**Instructions to follow:** In the records below, the part to copy starts at the line containing "Can you find the man?" and goes to the last line; output it exactly, without pictures.

------------------------------------

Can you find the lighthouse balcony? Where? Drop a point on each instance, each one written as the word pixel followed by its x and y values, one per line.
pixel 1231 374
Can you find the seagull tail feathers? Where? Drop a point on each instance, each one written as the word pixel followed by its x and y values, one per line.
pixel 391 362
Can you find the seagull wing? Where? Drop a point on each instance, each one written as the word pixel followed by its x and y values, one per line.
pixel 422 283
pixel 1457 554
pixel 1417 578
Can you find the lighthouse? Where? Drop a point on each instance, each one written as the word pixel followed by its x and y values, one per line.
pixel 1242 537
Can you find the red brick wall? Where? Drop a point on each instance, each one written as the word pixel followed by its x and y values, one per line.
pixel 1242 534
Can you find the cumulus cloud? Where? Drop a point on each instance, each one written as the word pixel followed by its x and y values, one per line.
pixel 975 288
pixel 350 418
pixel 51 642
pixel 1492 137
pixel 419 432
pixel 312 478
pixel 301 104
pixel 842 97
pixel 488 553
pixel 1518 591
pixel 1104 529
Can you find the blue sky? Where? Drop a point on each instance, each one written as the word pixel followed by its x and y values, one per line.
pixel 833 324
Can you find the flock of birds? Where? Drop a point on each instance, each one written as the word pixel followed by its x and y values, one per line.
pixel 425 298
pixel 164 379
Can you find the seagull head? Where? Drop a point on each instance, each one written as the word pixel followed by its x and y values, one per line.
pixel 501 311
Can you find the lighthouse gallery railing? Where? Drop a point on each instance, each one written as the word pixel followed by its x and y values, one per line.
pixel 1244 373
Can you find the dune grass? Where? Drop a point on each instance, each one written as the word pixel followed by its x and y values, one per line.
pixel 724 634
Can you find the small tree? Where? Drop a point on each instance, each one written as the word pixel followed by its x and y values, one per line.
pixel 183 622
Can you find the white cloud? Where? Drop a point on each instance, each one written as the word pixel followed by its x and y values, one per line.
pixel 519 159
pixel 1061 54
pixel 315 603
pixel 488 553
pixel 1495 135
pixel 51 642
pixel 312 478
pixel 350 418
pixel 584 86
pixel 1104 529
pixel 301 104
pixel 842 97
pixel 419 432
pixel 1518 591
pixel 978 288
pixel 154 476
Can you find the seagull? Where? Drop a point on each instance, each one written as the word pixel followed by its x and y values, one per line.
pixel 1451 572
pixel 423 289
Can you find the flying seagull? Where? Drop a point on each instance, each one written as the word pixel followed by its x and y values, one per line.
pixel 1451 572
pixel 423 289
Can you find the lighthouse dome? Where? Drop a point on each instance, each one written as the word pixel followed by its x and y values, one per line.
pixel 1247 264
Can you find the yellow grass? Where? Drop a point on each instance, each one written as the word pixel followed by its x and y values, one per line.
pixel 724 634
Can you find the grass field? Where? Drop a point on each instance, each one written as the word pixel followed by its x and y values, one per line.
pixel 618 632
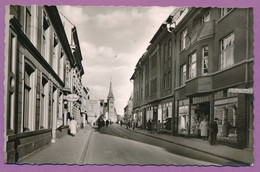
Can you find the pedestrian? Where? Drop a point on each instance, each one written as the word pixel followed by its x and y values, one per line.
pixel 133 125
pixel 149 126
pixel 204 126
pixel 128 125
pixel 226 128
pixel 73 127
pixel 213 131
pixel 159 125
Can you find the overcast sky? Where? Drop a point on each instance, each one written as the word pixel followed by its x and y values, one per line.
pixel 112 39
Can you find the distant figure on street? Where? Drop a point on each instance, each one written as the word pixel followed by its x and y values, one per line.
pixel 213 131
pixel 204 126
pixel 159 125
pixel 107 123
pixel 128 125
pixel 133 125
pixel 149 126
pixel 226 128
pixel 73 127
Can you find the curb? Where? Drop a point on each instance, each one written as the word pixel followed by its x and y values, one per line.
pixel 84 153
pixel 230 159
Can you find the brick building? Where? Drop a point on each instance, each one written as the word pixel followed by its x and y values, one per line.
pixel 192 62
pixel 39 65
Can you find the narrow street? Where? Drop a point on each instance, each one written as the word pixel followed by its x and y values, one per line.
pixel 117 145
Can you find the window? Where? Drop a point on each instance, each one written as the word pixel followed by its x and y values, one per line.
pixel 170 48
pixel 227 51
pixel 205 65
pixel 28 18
pixel 153 86
pixel 205 17
pixel 12 53
pixel 225 11
pixel 29 98
pixel 183 74
pixel 45 26
pixel 183 39
pixel 192 65
pixel 44 104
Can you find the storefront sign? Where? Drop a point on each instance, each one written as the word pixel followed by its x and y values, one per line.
pixel 241 90
pixel 71 97
pixel 225 101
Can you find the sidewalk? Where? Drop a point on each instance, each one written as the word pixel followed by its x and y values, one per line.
pixel 233 154
pixel 66 150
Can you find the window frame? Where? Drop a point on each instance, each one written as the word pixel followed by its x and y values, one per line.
pixel 184 34
pixel 224 50
pixel 203 57
pixel 192 72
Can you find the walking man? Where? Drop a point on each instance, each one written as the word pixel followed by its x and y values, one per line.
pixel 213 131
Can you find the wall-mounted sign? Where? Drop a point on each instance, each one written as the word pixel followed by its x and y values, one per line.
pixel 71 97
pixel 241 90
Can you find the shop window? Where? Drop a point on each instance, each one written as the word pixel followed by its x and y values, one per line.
pixel 183 39
pixel 227 121
pixel 183 119
pixel 29 98
pixel 227 51
pixel 205 17
pixel 28 18
pixel 183 74
pixel 225 11
pixel 205 56
pixel 192 65
pixel 44 104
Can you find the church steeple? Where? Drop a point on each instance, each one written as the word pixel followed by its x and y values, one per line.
pixel 110 94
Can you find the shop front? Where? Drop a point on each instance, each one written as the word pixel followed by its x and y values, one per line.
pixel 200 110
pixel 226 112
pixel 183 117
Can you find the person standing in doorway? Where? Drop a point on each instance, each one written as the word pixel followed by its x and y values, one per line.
pixel 204 126
pixel 149 126
pixel 213 131
pixel 159 125
pixel 73 127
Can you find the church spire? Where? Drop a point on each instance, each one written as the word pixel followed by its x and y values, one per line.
pixel 110 94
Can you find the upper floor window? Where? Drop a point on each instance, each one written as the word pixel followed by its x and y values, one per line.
pixel 227 51
pixel 225 11
pixel 28 18
pixel 183 39
pixel 29 98
pixel 169 48
pixel 192 65
pixel 205 55
pixel 183 74
pixel 205 17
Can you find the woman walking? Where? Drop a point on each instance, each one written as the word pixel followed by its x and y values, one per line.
pixel 204 127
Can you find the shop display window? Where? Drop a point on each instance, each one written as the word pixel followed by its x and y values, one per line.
pixel 183 124
pixel 227 116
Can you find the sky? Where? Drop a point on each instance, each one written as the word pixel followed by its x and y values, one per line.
pixel 112 39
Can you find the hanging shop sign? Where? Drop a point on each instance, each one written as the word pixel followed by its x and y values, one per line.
pixel 71 97
pixel 241 90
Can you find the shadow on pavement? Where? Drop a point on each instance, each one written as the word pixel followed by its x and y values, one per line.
pixel 168 146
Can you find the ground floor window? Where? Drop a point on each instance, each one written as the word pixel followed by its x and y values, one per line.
pixel 183 117
pixel 226 112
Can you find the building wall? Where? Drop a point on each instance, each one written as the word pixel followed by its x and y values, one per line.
pixel 34 100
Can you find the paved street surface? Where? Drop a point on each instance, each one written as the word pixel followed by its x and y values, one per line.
pixel 117 145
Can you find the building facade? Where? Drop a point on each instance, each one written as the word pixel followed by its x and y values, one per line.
pixel 212 54
pixel 111 110
pixel 37 57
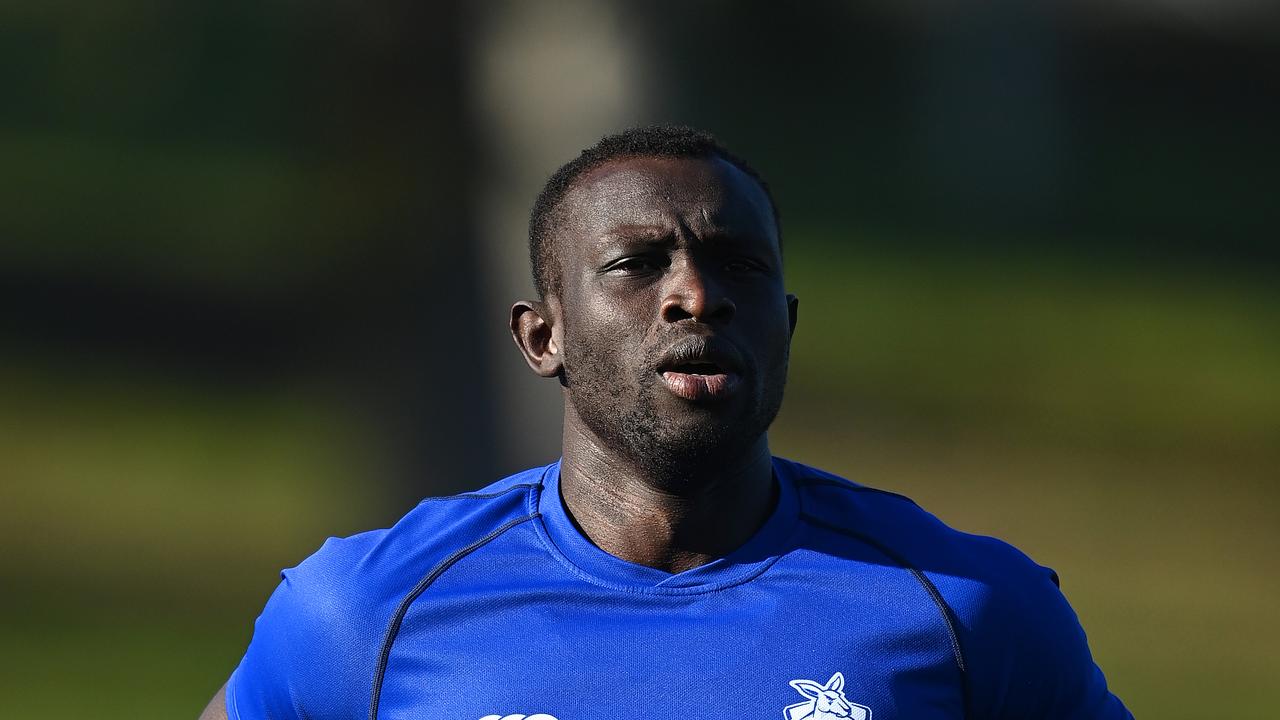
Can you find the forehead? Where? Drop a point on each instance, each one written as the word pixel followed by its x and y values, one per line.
pixel 698 195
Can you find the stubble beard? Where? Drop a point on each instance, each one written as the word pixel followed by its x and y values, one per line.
pixel 625 417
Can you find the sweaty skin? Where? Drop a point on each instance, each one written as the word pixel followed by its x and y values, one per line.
pixel 659 254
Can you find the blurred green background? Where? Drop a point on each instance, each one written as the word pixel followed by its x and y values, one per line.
pixel 255 260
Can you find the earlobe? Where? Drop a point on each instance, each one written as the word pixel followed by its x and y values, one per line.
pixel 533 329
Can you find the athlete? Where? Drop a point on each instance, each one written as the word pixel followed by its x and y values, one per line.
pixel 667 565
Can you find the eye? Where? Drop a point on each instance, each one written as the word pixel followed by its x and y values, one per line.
pixel 634 265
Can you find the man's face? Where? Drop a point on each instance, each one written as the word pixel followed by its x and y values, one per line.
pixel 676 324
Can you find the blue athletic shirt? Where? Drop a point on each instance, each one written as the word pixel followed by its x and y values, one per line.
pixel 848 602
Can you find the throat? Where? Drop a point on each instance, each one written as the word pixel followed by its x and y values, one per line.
pixel 671 524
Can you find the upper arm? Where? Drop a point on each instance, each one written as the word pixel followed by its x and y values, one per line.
pixel 1031 657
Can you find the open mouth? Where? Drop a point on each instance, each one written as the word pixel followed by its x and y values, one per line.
pixel 695 373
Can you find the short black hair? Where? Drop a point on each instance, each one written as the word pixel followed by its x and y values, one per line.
pixel 653 141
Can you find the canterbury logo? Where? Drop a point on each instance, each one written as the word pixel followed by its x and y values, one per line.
pixel 826 702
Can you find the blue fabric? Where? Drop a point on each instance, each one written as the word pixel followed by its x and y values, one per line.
pixel 849 602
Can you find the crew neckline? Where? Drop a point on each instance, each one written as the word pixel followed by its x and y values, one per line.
pixel 589 561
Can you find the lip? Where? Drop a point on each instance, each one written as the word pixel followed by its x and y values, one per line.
pixel 700 386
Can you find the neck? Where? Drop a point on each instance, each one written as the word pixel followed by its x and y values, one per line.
pixel 667 519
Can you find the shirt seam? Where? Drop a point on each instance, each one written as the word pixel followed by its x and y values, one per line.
pixel 398 618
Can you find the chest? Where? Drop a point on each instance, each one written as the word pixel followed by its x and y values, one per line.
pixel 777 647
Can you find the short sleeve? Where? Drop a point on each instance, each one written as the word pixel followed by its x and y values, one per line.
pixel 1028 655
pixel 314 646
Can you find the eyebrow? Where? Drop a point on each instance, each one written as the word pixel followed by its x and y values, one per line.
pixel 649 235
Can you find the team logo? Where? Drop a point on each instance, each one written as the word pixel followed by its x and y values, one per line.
pixel 826 702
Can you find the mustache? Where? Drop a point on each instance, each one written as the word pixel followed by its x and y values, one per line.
pixel 699 347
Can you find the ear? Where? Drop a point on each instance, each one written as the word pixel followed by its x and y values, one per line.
pixel 535 328
pixel 792 311
pixel 808 688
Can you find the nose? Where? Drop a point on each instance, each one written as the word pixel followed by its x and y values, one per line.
pixel 690 292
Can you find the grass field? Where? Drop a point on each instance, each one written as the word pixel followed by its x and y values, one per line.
pixel 1118 422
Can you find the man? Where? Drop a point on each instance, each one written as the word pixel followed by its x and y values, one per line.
pixel 667 565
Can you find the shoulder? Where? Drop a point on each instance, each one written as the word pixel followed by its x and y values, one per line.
pixel 318 642
pixel 910 534
pixel 1019 642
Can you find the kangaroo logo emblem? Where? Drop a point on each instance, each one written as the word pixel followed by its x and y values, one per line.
pixel 826 702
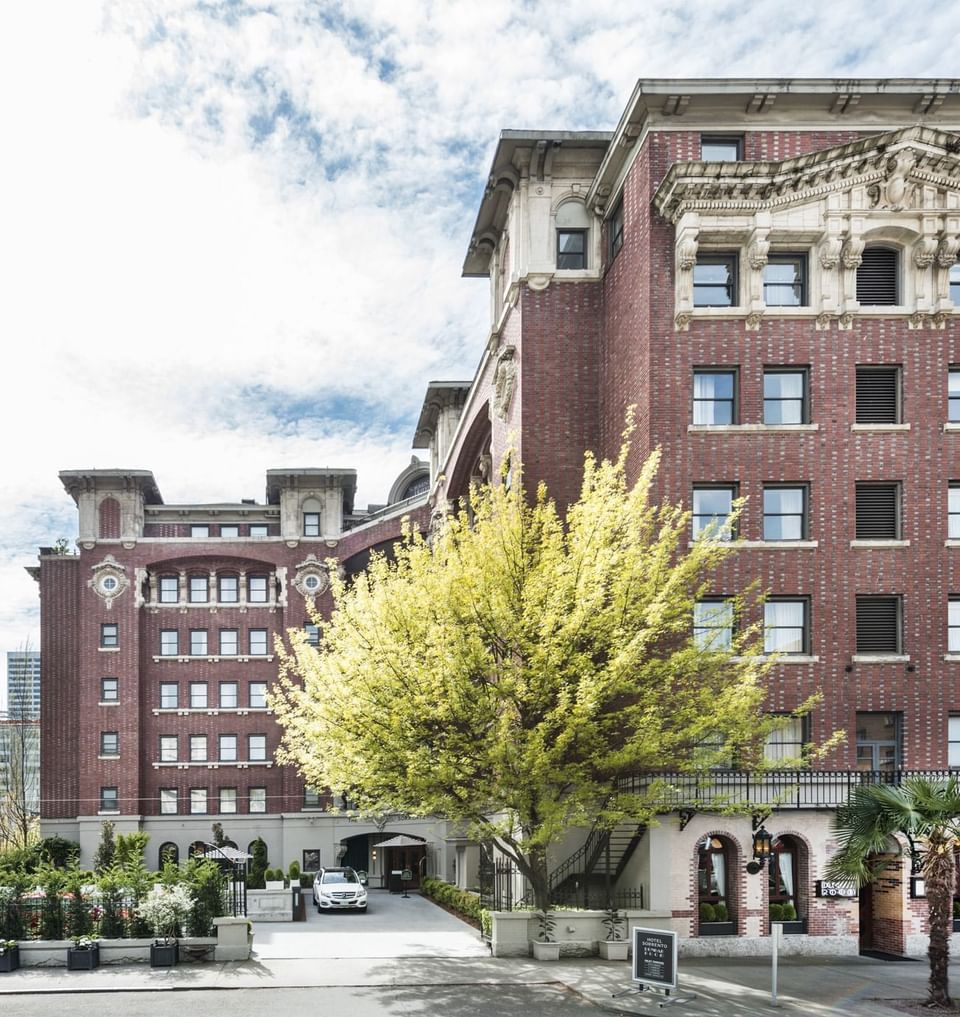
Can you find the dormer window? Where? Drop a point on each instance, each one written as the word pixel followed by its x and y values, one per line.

------------------------------------

**Response to the task:**
Can you find the man? Where? Drop a point on each instance, each one written as the word pixel followed by its x and y values, one per line.
pixel 667 565
Can you find the shoulder? Where? Drop a point on each instance, each one written as the word pixel followed by its x and y values, one per line.
pixel 318 642
pixel 910 534
pixel 1019 642
Can you find the kangaroo logo emblem? Where? Drop a point on each instance, each one written as the word pixel followed by its x and y values, one per line.
pixel 826 702
Can you find the dormer window? Where? Drop a point on each instance, each one written as the word pixel followed by its x and y values, one per line.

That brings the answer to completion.